**Exercise prompt:**
Repeat each record below exactly as it is written.

Natural language region descriptions:
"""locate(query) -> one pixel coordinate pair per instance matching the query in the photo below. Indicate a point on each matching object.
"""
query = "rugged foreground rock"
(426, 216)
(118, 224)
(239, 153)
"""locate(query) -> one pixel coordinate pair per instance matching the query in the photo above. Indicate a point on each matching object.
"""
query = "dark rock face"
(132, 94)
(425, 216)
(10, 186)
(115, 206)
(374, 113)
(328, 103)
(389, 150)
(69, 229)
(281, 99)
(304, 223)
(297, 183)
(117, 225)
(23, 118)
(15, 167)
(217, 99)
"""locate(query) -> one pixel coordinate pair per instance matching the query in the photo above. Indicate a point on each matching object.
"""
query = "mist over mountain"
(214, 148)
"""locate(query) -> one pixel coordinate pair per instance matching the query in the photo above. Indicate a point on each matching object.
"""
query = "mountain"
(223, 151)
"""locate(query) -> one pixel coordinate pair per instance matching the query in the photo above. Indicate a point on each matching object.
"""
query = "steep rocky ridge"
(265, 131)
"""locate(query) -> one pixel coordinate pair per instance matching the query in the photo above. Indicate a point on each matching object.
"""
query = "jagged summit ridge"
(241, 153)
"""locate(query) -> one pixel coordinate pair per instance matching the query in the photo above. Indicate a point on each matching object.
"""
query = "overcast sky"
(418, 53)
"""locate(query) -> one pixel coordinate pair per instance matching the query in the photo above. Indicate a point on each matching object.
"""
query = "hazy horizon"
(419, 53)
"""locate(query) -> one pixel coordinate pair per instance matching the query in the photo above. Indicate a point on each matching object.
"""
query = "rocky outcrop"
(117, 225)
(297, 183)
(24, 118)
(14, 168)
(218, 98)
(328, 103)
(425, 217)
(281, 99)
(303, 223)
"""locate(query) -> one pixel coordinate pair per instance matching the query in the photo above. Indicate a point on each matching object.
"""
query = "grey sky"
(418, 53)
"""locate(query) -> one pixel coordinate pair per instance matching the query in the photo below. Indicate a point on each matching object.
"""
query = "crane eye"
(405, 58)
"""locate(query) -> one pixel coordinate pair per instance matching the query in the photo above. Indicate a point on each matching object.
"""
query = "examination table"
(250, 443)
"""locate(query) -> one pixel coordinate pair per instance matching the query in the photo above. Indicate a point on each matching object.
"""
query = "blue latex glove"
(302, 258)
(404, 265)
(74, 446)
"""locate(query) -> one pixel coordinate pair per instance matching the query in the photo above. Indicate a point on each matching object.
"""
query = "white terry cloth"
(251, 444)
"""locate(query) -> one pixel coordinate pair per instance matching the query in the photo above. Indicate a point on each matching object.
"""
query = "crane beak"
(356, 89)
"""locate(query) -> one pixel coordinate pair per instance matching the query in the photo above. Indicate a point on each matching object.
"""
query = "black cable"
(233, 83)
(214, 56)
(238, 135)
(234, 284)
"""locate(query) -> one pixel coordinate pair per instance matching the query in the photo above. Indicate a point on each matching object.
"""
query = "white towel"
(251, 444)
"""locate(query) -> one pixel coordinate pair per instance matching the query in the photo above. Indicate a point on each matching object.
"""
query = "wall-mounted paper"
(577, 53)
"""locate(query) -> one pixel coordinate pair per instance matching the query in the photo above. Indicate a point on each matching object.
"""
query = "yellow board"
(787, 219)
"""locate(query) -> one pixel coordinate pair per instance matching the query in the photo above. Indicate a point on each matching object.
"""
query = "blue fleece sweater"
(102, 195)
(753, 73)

**Exercise solution:**
"""locate(query) -> one pixel coordinate pair per instance matching the query in the photo below. Indicate a point on each matching object.
"""
query = "rugged foreground rock"
(426, 216)
(118, 224)
(239, 153)
"""locate(query) -> one pixel coordinate pair per instance matching the query in the photo above. Indicate a point on each matching object.
"""
query = "dark rock face"
(132, 94)
(425, 216)
(10, 186)
(115, 206)
(374, 113)
(328, 103)
(389, 150)
(69, 229)
(281, 99)
(304, 223)
(297, 183)
(117, 225)
(23, 118)
(15, 167)
(217, 99)
"""locate(query) -> one pixel coordinate pair per instance matching the query in the photo above. Indicate a point on each matching object.
"""
query = "mist over mountain"
(214, 148)
"""locate(query) -> one pixel coordinate pair per instance matching the query in the photo above. Indicate a point on each matching object.
"""
query = "mountain"
(223, 151)
"""locate(query) -> one pixel coordinate pair per instance matching the query in the photo above. Indicate a point on each matching object.
"""
query = "steep rocky ridge"
(265, 131)
"""locate(query) -> one pixel coordinate pair per instance matching the query in the photo above. Indicate a point on each matching object.
"""
query = "jagged summit ridge"
(241, 153)
"""locate(query) -> one pixel coordinate pair per instance matching the query in the photo above. Indicate a point on each matching object.
"""
query = "overcast sky"
(418, 53)
"""locate(query) -> one pixel coordinate pair per instance matching the query in the photo above. Indicate a point on each matching object.
"""
query = "hazy horizon"
(419, 53)
"""locate(query) -> one pixel coordinate pair per instance matching the query in the photo above. Indicate a point on each matching object.
"""
query = "rocky outcrop"
(117, 225)
(297, 183)
(24, 118)
(14, 168)
(218, 98)
(328, 103)
(425, 217)
(281, 99)
(303, 223)
"""locate(query) -> one pixel coordinate pair per instance matching the query in the photo above. Indicate a point on each matching object.
"""
query = "grey sky"
(418, 53)
"""locate(query) -> one pixel coordinate pair per instance matching the query in the photo below. Indicate a point on each matching object.
"""
query = "crane eye"
(405, 58)
"""locate(query) -> one pixel coordinate pair per instance matching the query in the photo above. Indicate a point on each matching object.
"""
query = "examination table"
(250, 443)
"""locate(query) -> one pixel coordinate pair per instance matching the query in the photo above. Indicate a point on each matching object.
"""
query = "blue latex glove"
(302, 258)
(404, 265)
(74, 446)
"""locate(query) -> one pixel coordinate pair per instance matching the query in the photo above. Indicate a point on each matching object.
"""
query = "white terry cloth"
(251, 444)
"""locate(query) -> one pixel coordinate pair per instance matching the query in the photo above. Indicate a point on each matching object.
"""
query = "crane beak"
(356, 89)
"""locate(query) -> one pixel coordinate pair per instance matching the query in the photo above. Indicate a point on each matching object.
"""
query = "black cable"
(233, 83)
(214, 56)
(238, 135)
(234, 284)
"""locate(query) -> one pixel coordinate pair per instance matching the query in the photo above. Indicate a point on each matching object.
"""
query = "white towel"
(251, 444)
"""locate(query) -> one pixel coordinate pair per instance matching the query in the photo above. Indicate a point on each matching object.
"""
query = "wall-mounted paper"
(577, 53)
"""locate(query) -> one pixel coordinate pair per instance matching the query in the photo above. Indicate a point on each matching object.
"""
query = "yellow board"
(787, 219)
"""locate(query) -> one pixel coordinate pair per instance matching the query in the photo above. Indicate a point on each matching object.
"""
query = "blue fleece sweater"
(102, 195)
(753, 73)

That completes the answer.